* TASK REQUIREMENTS *
Copy verbatim the block of lines in the entries below whose first line contains "negative clicks: (171, 302)" and whose last line contains "positive clicks: (233, 336)". Leave out all other lines.

[Dataset records]

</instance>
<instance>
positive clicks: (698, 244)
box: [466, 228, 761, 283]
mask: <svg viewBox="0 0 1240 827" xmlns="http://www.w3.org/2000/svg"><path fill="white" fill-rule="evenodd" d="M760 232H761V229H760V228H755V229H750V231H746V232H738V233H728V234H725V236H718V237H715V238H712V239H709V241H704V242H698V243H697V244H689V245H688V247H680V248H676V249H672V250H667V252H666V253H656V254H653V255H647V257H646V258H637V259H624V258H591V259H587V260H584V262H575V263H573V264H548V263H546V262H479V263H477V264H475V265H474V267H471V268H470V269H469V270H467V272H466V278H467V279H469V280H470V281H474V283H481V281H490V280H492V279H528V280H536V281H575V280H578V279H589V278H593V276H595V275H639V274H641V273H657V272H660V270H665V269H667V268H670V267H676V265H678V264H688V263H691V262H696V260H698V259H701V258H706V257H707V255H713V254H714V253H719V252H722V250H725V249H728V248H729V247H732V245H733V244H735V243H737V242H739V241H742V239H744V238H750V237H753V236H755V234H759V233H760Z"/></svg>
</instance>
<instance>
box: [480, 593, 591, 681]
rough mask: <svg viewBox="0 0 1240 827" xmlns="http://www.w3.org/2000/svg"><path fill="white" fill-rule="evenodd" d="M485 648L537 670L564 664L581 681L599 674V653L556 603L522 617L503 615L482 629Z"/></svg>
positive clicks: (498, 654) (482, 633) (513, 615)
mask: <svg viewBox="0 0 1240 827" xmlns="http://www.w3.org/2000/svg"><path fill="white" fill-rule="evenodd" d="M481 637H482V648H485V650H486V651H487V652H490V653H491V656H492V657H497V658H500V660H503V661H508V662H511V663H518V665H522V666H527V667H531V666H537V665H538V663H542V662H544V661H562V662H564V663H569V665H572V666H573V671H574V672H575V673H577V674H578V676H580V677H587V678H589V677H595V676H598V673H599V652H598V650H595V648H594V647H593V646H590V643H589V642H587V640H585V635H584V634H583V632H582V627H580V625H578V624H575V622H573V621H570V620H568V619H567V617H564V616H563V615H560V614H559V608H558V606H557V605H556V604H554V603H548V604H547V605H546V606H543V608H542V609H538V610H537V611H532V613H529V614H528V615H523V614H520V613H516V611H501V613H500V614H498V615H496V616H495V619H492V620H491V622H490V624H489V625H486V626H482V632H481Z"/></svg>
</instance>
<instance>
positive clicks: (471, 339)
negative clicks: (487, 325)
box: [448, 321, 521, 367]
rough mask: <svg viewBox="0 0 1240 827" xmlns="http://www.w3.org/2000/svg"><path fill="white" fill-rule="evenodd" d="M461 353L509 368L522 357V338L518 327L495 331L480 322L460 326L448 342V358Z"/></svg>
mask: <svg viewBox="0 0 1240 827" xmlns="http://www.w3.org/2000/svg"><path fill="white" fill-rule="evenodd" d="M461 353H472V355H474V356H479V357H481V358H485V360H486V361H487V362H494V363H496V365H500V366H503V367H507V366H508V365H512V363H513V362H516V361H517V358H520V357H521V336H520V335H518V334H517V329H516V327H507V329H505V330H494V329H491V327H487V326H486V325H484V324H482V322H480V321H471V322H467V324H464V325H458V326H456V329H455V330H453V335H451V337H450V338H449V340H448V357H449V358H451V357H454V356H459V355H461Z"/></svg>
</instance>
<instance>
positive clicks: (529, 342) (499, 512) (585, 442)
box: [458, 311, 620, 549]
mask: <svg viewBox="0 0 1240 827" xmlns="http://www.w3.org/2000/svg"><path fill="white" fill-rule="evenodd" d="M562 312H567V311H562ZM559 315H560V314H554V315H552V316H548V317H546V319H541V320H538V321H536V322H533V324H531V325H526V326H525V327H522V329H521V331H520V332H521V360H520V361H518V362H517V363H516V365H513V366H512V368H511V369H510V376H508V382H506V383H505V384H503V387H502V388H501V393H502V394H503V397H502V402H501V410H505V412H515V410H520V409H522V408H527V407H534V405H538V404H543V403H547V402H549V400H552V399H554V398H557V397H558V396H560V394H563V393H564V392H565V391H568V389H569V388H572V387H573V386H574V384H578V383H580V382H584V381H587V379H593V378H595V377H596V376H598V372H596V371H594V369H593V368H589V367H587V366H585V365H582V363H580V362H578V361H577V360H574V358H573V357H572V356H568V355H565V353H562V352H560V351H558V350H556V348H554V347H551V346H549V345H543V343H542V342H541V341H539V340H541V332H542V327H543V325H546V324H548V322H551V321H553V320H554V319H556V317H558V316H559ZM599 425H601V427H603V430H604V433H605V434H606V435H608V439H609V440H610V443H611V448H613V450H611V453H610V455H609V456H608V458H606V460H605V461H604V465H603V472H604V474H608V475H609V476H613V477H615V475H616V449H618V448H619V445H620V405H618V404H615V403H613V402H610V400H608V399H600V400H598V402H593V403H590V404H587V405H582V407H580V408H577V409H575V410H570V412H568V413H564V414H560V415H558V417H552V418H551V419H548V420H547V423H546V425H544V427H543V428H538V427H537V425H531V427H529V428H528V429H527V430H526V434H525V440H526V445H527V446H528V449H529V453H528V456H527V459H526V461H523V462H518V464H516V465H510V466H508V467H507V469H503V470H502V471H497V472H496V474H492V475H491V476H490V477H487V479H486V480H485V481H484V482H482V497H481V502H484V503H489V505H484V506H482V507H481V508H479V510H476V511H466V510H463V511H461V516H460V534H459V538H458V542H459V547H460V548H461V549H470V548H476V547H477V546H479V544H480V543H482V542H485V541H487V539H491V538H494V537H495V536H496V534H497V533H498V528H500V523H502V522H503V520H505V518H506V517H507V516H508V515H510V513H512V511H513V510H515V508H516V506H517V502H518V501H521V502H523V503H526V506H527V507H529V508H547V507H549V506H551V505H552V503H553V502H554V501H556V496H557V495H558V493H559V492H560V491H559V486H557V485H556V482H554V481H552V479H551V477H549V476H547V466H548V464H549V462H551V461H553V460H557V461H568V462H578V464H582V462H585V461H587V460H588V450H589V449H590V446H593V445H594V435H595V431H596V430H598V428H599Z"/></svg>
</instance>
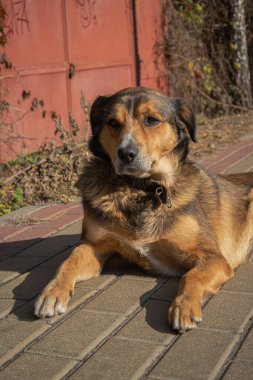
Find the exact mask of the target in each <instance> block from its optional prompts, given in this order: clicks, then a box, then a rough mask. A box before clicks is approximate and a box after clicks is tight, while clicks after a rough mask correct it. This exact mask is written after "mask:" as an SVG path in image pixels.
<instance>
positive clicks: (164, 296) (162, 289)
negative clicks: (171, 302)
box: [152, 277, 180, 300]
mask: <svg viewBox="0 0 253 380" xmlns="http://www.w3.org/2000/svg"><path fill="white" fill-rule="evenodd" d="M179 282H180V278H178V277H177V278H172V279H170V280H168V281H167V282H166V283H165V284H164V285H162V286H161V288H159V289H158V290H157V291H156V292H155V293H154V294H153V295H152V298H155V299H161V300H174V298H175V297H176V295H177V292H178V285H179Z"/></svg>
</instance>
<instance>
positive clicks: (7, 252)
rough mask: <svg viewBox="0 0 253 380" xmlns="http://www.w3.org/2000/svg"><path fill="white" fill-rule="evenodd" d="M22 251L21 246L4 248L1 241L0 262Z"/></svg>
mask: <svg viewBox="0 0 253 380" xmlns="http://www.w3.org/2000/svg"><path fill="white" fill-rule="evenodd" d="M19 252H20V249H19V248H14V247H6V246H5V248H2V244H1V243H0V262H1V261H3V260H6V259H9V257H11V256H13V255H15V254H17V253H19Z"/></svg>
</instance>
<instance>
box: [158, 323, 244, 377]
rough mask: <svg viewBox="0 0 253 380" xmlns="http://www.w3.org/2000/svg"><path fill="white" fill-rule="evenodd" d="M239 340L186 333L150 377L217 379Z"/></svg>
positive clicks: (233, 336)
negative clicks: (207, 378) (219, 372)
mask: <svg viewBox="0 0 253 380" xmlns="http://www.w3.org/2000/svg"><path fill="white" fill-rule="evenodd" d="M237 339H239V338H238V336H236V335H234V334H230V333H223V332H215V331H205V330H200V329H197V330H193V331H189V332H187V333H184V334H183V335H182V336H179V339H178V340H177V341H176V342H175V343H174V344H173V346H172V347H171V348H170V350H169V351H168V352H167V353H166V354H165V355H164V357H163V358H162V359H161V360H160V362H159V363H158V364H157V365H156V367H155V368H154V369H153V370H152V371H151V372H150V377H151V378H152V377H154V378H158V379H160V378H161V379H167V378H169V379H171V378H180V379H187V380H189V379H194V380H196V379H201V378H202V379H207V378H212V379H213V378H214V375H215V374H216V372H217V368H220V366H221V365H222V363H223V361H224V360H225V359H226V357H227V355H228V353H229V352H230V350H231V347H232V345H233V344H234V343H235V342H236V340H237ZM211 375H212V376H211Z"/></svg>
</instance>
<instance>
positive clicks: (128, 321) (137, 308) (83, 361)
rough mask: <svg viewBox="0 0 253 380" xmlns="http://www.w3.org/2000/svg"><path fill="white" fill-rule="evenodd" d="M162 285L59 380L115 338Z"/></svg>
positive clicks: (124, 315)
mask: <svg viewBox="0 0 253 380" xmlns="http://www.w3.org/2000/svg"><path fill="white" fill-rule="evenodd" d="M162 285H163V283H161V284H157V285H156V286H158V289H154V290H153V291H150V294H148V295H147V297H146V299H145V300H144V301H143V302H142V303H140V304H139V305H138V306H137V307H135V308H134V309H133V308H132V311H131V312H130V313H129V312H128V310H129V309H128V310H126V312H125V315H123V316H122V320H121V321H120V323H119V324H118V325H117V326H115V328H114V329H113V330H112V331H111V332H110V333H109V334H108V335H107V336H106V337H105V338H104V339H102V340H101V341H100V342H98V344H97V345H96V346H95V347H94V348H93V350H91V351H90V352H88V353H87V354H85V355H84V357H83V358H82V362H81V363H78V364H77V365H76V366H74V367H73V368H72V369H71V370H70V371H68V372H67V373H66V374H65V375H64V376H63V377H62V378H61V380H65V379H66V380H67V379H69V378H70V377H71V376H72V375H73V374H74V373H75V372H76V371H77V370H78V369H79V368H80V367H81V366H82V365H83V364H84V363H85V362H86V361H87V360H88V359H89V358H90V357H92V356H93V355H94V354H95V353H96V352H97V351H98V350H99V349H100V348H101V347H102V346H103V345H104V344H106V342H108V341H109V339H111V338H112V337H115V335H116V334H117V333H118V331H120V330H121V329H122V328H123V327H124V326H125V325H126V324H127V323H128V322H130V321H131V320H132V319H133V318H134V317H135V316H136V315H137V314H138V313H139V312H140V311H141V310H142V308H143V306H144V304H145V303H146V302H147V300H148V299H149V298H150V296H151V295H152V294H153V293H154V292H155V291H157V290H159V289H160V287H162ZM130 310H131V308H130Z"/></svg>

--

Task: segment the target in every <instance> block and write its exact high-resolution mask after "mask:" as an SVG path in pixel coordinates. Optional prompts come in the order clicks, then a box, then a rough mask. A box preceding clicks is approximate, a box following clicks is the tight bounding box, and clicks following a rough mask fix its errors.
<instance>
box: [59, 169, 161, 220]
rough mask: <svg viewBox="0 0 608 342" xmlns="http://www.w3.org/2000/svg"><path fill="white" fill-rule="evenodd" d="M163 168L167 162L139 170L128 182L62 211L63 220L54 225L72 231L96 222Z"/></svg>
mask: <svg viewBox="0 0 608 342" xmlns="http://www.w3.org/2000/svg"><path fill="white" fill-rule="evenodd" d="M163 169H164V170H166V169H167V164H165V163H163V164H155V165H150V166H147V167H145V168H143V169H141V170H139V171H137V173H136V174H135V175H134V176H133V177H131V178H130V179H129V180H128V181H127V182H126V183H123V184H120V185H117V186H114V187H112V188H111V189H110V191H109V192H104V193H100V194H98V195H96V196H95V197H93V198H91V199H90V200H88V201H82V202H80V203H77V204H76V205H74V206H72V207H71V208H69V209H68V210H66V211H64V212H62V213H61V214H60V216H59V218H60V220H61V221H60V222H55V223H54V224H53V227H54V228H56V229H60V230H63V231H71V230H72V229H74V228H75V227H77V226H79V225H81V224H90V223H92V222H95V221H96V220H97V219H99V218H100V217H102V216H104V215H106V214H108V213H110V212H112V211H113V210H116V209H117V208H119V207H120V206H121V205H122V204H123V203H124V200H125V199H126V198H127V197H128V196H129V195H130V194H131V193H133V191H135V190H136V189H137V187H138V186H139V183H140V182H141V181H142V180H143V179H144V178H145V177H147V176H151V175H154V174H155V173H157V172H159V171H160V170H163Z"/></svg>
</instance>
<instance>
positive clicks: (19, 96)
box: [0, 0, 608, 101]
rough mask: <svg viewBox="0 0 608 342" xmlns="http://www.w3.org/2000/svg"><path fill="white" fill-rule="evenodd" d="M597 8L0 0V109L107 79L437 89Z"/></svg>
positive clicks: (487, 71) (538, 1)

* * *

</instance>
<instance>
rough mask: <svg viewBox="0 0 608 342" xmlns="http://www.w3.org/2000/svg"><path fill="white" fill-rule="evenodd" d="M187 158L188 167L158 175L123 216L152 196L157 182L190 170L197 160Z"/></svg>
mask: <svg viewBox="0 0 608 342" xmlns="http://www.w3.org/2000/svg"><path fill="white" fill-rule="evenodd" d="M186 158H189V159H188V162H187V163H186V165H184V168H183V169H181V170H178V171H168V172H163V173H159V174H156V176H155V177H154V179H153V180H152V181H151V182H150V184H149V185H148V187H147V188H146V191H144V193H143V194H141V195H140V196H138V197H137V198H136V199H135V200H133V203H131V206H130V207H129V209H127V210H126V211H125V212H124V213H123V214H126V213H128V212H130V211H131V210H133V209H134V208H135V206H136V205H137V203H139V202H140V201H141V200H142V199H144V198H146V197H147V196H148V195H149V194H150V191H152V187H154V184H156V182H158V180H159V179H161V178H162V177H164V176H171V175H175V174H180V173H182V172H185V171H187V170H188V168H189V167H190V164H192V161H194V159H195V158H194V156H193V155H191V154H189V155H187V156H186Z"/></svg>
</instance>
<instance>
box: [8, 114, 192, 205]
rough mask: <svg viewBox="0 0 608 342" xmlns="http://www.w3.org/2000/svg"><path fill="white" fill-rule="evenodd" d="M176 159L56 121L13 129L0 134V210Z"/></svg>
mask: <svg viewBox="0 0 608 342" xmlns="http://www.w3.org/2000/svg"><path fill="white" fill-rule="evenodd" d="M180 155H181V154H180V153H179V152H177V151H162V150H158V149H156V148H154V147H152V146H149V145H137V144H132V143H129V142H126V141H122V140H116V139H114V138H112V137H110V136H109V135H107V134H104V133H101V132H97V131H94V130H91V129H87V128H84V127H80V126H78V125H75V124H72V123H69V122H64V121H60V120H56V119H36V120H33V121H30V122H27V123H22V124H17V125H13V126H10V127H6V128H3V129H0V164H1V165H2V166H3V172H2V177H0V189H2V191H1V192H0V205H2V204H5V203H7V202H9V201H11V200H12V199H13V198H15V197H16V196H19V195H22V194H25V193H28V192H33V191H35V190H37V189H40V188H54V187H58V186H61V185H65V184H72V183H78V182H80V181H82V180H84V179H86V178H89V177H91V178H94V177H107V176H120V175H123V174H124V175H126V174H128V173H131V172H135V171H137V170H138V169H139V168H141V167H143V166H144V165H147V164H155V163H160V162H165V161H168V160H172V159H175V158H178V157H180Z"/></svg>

* WRITTEN RESPONSE *
negative clicks: (171, 302)
box: [152, 277, 180, 300]
mask: <svg viewBox="0 0 253 380" xmlns="http://www.w3.org/2000/svg"><path fill="white" fill-rule="evenodd" d="M179 282H180V278H178V277H177V278H172V279H170V280H168V281H167V282H166V283H165V284H164V285H162V286H161V288H159V289H158V290H157V291H156V292H155V293H154V294H153V295H152V298H155V299H161V300H174V298H175V297H176V295H177V292H178V285H179Z"/></svg>
</instance>
<instance>
positive clicks: (7, 252)
rough mask: <svg viewBox="0 0 253 380" xmlns="http://www.w3.org/2000/svg"><path fill="white" fill-rule="evenodd" d="M22 251L21 246L4 248L1 241L0 262Z"/></svg>
mask: <svg viewBox="0 0 253 380" xmlns="http://www.w3.org/2000/svg"><path fill="white" fill-rule="evenodd" d="M19 252H20V249H19V248H14V247H6V246H5V248H2V244H1V243H0V262H1V261H3V260H6V259H9V257H11V256H13V255H15V254H17V253H19Z"/></svg>
</instance>
<instance>
box: [158, 323, 244, 377]
rough mask: <svg viewBox="0 0 253 380" xmlns="http://www.w3.org/2000/svg"><path fill="white" fill-rule="evenodd" d="M239 340L186 333L150 377L217 379Z"/></svg>
positive clicks: (233, 336)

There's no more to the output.